> **完成以下任务**:
1: 按文档节选的说法，3DGS 论文把训练中高斯球数量的变化机制称作什么？
2: 输出文档节选中从“from gsplat import”起，到“strategy.check_sanity(params, optimizers)”为止（含这一句）的文字。

> **文档节选**:
================
高斯球可以通过多种方式初始化，比如利用点云 SfM 初始化，但其并不像很多深度学习 Model 一样初始化后参数量就 Fix 下来了，在 3DGS 后续的训练中，高斯球的数量还会有变化，即 3DGS 论文中的 Adaptive Density Control，不同论文/方法会对应不同的更新策略，常规的比如分裂、复制、裁剪。

gsplat将高斯的密集化和修剪过程抽象为策略（Strategy），从代码来看包括以下关键过程：

check_sanity(): 使用检查参数和优化器的格式是否正确
initialize_state(): 初始化策略状态
step_pre_backward(): 反向传播前的回调
step_post_backward(): 反向传播后的回调

from gsplat import DefaultStrategy, rasterization

# Define Gaussian parameters and optimizers
params: Dict[str, torch.nn.Parameter] | torch.nn.ParameterDict = ...
optimizers: Dict[str, torch.optim.Optimizer] = ...

# Initialize the strategy
strategy = DefaultStrategy()

# Check the sanity of the parameters and optimizers
strategy.check_sanity(params, optimizers)

# Initialize the strategy state
strategy_state = strategy.initialize_state()

# Training loop
for step in range(1000):
    # Forward pass
    render_image, render_alpha, info = rasterization(...)

    # 策略前处理（收集统计信息）
    strategy.step_pre_backward(params, optimizers, strategy_state, step, info)
================
> **记录信息**:
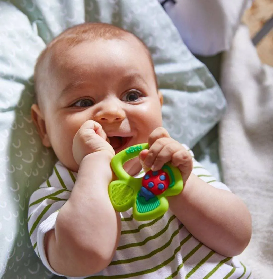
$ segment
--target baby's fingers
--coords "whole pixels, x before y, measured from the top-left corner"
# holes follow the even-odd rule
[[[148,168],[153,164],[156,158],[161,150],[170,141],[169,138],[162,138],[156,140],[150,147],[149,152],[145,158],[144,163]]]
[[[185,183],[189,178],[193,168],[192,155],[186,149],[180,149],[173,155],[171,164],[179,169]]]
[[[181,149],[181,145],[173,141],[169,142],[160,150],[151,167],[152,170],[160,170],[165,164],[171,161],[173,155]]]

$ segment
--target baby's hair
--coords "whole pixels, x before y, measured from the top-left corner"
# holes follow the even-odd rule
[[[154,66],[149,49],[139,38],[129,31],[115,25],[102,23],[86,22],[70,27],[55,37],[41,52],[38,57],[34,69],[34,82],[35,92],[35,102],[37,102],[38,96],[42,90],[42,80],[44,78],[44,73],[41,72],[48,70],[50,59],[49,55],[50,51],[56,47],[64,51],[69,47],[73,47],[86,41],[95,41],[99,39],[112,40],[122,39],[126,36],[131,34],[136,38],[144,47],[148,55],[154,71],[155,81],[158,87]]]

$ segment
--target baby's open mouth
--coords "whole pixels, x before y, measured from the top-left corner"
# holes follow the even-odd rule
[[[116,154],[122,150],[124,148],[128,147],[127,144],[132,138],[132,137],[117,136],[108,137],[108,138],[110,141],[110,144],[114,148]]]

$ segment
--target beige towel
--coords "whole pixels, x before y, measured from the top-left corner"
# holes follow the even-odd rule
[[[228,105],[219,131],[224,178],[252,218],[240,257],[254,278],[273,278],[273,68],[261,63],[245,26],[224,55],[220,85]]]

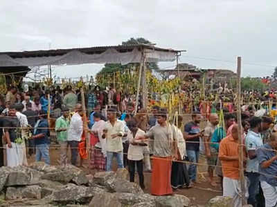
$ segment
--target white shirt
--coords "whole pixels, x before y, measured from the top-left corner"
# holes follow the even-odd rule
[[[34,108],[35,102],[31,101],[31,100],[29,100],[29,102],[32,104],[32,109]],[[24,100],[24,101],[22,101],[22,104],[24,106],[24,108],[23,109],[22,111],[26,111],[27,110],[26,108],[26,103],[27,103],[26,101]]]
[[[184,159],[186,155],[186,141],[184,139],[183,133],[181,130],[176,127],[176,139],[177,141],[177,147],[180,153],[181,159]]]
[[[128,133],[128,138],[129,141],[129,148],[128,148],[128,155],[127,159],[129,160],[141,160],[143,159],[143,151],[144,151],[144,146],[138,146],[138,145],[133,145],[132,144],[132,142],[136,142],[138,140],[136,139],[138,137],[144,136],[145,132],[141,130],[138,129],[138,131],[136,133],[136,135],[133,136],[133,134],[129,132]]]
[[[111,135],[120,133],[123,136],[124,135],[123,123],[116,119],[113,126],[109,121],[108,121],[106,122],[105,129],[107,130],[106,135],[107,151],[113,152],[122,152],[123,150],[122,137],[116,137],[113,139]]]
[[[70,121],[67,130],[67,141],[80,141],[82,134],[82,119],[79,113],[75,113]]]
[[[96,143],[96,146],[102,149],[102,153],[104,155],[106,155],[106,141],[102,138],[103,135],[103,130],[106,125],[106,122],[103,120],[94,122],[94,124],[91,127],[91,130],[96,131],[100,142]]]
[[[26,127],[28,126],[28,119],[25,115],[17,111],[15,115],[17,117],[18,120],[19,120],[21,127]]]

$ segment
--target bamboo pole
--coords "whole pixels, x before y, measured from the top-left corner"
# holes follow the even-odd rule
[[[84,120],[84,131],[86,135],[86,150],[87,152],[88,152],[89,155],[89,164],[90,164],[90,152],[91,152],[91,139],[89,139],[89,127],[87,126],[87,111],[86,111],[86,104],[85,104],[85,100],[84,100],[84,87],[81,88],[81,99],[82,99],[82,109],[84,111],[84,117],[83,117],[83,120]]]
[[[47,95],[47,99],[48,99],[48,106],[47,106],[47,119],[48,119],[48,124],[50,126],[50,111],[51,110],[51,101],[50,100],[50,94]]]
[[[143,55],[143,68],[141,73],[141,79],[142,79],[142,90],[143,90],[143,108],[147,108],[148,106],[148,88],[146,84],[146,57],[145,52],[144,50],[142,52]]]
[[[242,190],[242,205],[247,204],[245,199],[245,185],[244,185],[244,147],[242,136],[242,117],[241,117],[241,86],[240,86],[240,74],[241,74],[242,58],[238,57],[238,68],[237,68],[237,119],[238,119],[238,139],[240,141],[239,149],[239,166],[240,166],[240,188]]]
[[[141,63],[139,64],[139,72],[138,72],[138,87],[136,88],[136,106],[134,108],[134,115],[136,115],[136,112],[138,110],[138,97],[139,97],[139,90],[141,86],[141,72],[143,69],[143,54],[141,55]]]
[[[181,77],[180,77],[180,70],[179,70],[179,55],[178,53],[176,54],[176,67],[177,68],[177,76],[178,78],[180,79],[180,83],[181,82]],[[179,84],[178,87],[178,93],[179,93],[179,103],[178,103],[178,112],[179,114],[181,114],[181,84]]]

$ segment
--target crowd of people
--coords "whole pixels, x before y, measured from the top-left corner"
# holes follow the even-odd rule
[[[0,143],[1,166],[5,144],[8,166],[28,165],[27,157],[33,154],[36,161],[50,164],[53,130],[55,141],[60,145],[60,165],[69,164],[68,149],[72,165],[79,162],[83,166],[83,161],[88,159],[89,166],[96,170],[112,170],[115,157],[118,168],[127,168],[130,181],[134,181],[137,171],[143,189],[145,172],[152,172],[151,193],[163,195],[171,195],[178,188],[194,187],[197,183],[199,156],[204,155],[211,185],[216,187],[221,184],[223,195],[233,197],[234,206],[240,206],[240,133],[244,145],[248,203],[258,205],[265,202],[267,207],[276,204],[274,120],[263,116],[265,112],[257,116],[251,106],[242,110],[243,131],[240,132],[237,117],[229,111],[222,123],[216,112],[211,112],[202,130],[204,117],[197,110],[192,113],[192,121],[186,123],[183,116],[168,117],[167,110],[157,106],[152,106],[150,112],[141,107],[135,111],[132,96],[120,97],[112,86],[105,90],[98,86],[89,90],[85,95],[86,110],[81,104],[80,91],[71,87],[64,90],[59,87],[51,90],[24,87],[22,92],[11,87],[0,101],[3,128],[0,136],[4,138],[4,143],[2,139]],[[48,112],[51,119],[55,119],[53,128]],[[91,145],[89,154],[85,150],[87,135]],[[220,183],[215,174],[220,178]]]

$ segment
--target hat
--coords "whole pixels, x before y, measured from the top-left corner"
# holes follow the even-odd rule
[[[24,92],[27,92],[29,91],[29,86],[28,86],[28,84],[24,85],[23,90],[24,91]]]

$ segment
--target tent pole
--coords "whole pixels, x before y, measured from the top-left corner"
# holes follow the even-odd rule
================
> **参考答案**:
1: Adaptive Density Control

2:
from gsplat import DefaultStrategy, rasterization

# Define Gaussian parameters and optimizers
params: Dict[str, torch.nn.Parameter] | torch.nn.ParameterDict = ...
optimizers: Dict[str, torch.optim.Optimizer] = ...

# Initialize the strategy
strategy = DefaultStrategy()

# Check the sanity of the parameters and optimizers
strategy.check_sanity(params, optimizers)